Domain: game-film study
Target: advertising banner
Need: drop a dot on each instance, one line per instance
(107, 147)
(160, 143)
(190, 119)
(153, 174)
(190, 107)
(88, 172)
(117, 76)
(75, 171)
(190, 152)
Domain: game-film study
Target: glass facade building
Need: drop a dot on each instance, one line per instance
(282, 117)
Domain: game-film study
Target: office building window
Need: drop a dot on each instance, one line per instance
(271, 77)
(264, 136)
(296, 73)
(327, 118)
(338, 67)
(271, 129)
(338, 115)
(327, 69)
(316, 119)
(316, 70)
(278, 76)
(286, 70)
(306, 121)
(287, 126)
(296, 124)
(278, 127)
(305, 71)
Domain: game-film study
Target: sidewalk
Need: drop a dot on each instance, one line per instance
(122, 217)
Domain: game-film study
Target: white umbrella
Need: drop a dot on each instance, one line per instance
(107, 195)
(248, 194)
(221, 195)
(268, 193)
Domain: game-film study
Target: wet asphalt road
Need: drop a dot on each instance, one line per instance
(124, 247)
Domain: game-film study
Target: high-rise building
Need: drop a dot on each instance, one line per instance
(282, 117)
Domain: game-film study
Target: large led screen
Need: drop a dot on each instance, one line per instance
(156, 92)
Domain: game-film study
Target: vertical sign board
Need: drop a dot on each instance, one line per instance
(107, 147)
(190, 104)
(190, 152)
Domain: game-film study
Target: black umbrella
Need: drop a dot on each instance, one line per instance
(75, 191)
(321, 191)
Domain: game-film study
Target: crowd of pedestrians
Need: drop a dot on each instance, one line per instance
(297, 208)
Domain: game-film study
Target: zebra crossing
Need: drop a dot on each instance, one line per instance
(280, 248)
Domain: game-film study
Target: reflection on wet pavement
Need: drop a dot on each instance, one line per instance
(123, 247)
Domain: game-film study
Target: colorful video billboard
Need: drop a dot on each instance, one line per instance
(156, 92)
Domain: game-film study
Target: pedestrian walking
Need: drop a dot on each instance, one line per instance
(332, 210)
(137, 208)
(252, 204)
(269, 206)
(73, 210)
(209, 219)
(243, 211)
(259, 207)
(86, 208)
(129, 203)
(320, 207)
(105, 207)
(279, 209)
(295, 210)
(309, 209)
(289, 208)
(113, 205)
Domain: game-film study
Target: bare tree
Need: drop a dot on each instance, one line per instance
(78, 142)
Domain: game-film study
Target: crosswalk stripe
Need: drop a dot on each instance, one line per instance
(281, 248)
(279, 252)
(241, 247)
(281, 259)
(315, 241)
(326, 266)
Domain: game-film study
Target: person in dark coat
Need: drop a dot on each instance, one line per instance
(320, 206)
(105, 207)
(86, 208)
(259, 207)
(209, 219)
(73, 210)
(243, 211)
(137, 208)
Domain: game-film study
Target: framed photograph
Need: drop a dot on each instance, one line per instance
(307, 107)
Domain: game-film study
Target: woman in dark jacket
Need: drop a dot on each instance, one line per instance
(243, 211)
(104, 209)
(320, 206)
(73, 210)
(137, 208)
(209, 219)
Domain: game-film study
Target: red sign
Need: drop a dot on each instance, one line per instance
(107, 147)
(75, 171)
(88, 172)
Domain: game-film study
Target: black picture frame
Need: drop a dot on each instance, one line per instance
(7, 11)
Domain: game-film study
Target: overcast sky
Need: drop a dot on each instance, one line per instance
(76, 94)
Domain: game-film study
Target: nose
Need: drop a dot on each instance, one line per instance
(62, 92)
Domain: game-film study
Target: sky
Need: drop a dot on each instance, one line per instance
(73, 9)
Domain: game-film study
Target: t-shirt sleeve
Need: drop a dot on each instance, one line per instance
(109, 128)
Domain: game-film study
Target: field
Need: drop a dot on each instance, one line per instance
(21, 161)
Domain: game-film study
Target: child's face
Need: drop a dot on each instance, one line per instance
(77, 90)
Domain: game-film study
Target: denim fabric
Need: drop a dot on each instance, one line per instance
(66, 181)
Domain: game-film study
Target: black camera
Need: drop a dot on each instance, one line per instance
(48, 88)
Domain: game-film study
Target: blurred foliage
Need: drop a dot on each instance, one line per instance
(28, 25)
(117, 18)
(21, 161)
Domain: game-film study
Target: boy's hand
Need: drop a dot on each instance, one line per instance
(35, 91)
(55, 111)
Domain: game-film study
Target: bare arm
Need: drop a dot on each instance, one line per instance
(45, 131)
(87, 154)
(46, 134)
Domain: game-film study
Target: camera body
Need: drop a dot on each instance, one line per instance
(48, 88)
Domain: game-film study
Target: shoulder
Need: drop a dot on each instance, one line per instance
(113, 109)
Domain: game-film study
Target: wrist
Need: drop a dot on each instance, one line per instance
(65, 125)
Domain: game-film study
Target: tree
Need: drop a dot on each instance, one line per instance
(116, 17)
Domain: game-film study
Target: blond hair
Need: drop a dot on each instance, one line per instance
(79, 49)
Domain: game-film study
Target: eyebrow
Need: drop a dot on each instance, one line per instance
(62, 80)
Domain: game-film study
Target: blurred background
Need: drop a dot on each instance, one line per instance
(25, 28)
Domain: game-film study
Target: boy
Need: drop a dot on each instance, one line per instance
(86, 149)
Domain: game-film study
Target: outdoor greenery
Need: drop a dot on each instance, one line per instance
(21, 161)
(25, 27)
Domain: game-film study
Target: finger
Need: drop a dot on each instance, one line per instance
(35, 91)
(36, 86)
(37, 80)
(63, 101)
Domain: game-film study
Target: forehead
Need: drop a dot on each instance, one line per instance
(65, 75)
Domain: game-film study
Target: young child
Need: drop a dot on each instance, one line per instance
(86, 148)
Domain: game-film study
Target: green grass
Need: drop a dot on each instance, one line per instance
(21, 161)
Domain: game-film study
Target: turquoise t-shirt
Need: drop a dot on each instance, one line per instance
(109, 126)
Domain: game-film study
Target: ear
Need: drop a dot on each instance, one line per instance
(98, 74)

● **DESCRIPTION OF THE TASK**: Give back the full listing above verbatim.

● **EXERCISE OUTPUT**:
Domain: game-film study
Target: advertising banner
Need: drop a dot on each instance, one line per instance
(107, 147)
(160, 143)
(190, 119)
(153, 174)
(190, 107)
(88, 172)
(117, 76)
(75, 171)
(190, 152)
Domain: game-film study
Target: glass facade building
Need: drop a dot on each instance, one line per instance
(282, 117)
Domain: game-film study
Target: office building window
Need: drop a dot on each instance, one line per instance
(271, 77)
(264, 136)
(296, 73)
(327, 118)
(338, 67)
(271, 129)
(338, 115)
(327, 69)
(316, 119)
(316, 70)
(278, 76)
(286, 70)
(306, 121)
(287, 126)
(296, 124)
(278, 127)
(305, 71)
Domain: game-film study
Target: sidewalk
Need: drop a dot on each instance, one line per instance
(122, 217)
Domain: game-film study
Target: white umbrella
Need: drop a dot on each instance, one line per instance
(107, 195)
(248, 194)
(221, 195)
(268, 193)
Domain: game-film study
Target: wet asphalt road
Need: drop a dot on each instance, one line per instance
(124, 247)
Domain: game-film study
Target: high-rise building
Need: drop a dot on each instance, one line per instance
(282, 117)
Domain: game-film study
Target: large led screen
Need: drop a dot on each instance, one line per instance
(156, 92)
Domain: game-film study
Target: vertical sign board
Need: drop a dot on each instance, one line per instance
(107, 147)
(190, 104)
(190, 152)
Domain: game-film study
Target: black umbrella
Need: drop a dot on each instance, one line per instance
(75, 191)
(321, 191)
Domain: game-film study
Target: crowd of pedestrians
Need: drop a dot on each instance, one line per instance
(297, 208)
Domain: game-film study
Target: zebra crossing
Need: drop a dot on each instance, one line per instance
(280, 248)
Domain: game-film study
Target: reflection on wet pavement
Need: drop a dot on each instance, one line per instance
(123, 247)
Domain: game-film study
Target: colorful video billboard
Need: drop a dot on each instance, one line per instance
(156, 92)
Domain: game-film study
Target: pedestrian walking
Need: drop a dot on each instance, one line per instance
(332, 210)
(137, 208)
(252, 204)
(269, 206)
(73, 210)
(209, 219)
(243, 211)
(259, 207)
(86, 208)
(129, 203)
(320, 207)
(105, 207)
(279, 209)
(295, 210)
(309, 209)
(289, 208)
(113, 205)
Domain: game-film study
Target: bare tree
Need: drop a dot on each instance, one line per instance
(78, 142)
Domain: game-film study
Target: crosswalk stripe
Need: drop a dot on each instance, one line per instance
(281, 248)
(279, 252)
(241, 247)
(281, 259)
(315, 241)
(326, 266)
Domain: game-film study
Target: person in dark coat
Need: drop a dot on each instance, one line per instance
(320, 206)
(105, 207)
(86, 208)
(259, 207)
(209, 219)
(73, 210)
(243, 211)
(137, 208)
Domain: game-film study
Target: framed photograph
Need: drop a dot on each instance, one line per instance
(307, 107)
Domain: game-film study
Target: woman in dark jacket
Need: drop a dot on each instance, one line per instance
(243, 211)
(104, 209)
(320, 206)
(73, 210)
(137, 208)
(209, 219)
Domain: game-film study
Target: red sign
Need: drop a dot on each instance, one line per instance
(107, 147)
(75, 171)
(88, 172)
Domain: game-film study
Target: black picture frame
Need: drop a dot on each instance, one line per instance
(7, 11)
Domain: game-film study
Target: overcast sky
Need: drop a dot on each instance, one line per instance
(76, 94)
Domain: game-film study
Target: nose
Need: drop a dot on each instance, one line per instance
(62, 92)
Domain: game-film study
Target: sky
Need: drop a dot on each instance, one line per instance
(73, 9)
Domain: game-film study
Target: t-shirt sleeve
Need: drop a dot on each instance, one line per instance
(109, 128)
Domain: game-film study
Target: field
Need: drop a dot on each instance, one line per instance
(21, 161)
Domain: game-film study
Target: child's face
Need: drop a dot on each instance, one line per instance
(77, 90)
Domain: game-film study
Target: denim fabric
Need: drop a dot on each instance, one line per instance
(66, 181)
Domain: game-film study
Target: black camera
Need: drop a dot on each instance, one line per instance
(48, 88)
Domain: game-film study
Target: blurred foliage
Need: drop a dot on each instance, one line per instance
(28, 25)
(117, 18)
(21, 161)
Domain: game-film study
Target: boy's hand
Need: drop a dot on each instance, one line per instance
(35, 91)
(55, 111)
Domain: game-film study
Target: bare arm
Need: drop a dot on each instance, one line per instance
(45, 131)
(87, 154)
(46, 134)
Domain: game-film study
Target: camera body
Need: drop a dot on each instance, one line per instance
(48, 88)
Domain: game-film study
Target: shoulder
Need: drop a dot on each instance, one line per instance
(113, 109)
Domain: game-film study
Target: wrist
Need: drop a dot on each instance, one line per instance
(65, 125)
Domain: game-film study
Target: tree
Need: drop a dot on each instance, one line per instance
(116, 17)
Domain: game-film study
Target: blond hair
Need: drop a dot on each instance, one line per instance
(79, 49)
Domain: game-film study
Target: eyebrow
Need: drop a dot on each instance, one line per instance
(62, 80)
Domain: game-film study
Target: blurred background
Need: drop a dot on each instance, one line per instance
(25, 28)
Domain: game-film study
Target: boy
Need: drop a dot on each instance, one line per instance
(86, 149)
Domain: game-film study
Target: outdoor greenery
Need: drop a dot on each instance, one line per instance
(21, 161)
(25, 27)
Domain: game-film study
Target: finger
Need: drop a dot on each instance, one line per instance
(35, 91)
(36, 86)
(37, 80)
(63, 101)
Domain: game-film study
Target: forehead
Need: drop a dot on each instance, one line per instance
(65, 75)
Domain: game-film study
Target: young child
Need: drop a dot on each instance, one line per instance
(86, 148)
Domain: game-film study
Target: green grass
Need: drop a dot on each instance, one line per instance
(21, 161)
Domain: game-film study
Target: turquoise t-shirt
Need: drop a dot on each instance, one line per instance
(109, 126)
Domain: game-film study
Target: ear
Need: drop a dot on each instance, one line per instance
(98, 74)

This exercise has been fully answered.